- **READING PASSAGE**
** BEGIN **
Comparing experiments¶

Select two or more experiments and Compare to see aggregate scores side by side. The first is the baseline; deltas and the best value per metric are highlighted so regressions stand out.

Each delta is annotated with a paired-bootstrap significance badge and a 95% confidence interval, computed per-example against the baseline (aligned by example_id). A change is flagged significant only when its CI excludes 0 — so a +0.02 that's really noise reads as n.s., while a decisive gain reads as significant. This is the same statistics layer (potato/server_utils/eval_stats.py: bootstrap CIs, Wilson intervals for win-rates, paired significance) used by the Model Arena leaderboard, so error bars and significance are consistent across the suite.

Export to fine-tuning data¶

Any dataset version exports to JSONL for fine-tuning, reusing the same record shapes as the trajectory correction exporter:

SFT — {"prompt": <inputs>, "completion": <reference_outputs>} (examples without reference_outputs are skipped).
DPO — {"prompt": <inputs>, "chosen": <reference_outputs>, "rejected": <metadata.rejected | metadata.outputs>} (examples without both are skipped).

Use the Export SFT / Export DPO buttons on the dataset detail page, or:

curl -OJ "http://localhost:8000/datasets/api/datasets/agent-eval-v1/export?format=sft"

The X-Skipped-Examples response header reports how many examples were skipped.

Reward data & the eval→improve loop¶

Beyond SFT/DPO, the suite turns evaluations into reward-model data and closes the loop to prompt improvement — each step human-grounded:

Rubrics-as-Rewards (E9) — GET /datasets/api/experiments/<id>/export_rewards converts an experiment's rubric-DAG / agent-as-judge results into criterion-level reward rows ({prompt, response, reward, criteria}) for RM/RLVR training in non-verifiable domains. (server_utils/rubric_reward.py.)
Active preference sampling (E10) — GET /admin/arena/api/suggest_pairs?strategy=uncertainty ranks which response pairs to label next by how informative the comparison is (closest Bradley-Terry scores first), with an honest random baseline. (server_utils/active_preference.py.)
Metric induction (E11) — GET /admin/api/induce-metrics?schema=<free-text scheme> mines recurring evaluation metrics from annotators' free-text comments (AutoLibra- style) and proposes candidates for a human to confirm into a rubric. (server_utils/metric_induction.py.)
** END **
- **STORED DATA**
** BEGIN **
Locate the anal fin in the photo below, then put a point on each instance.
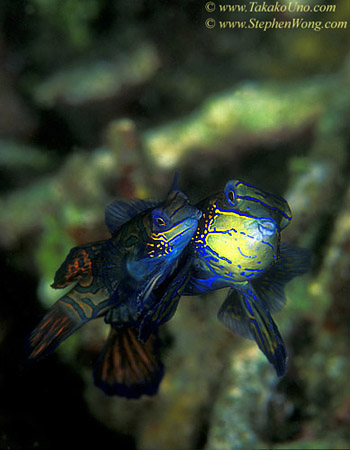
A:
(128, 367)
(246, 315)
** END **
- **EXERCISE DETAILS**
In the evaluation-suite documentation, which response header reports how many examples were skipped during an export? Please answer briefly.

- **WRITTEN SOLUTION**
The X-Skipped-Examples response header.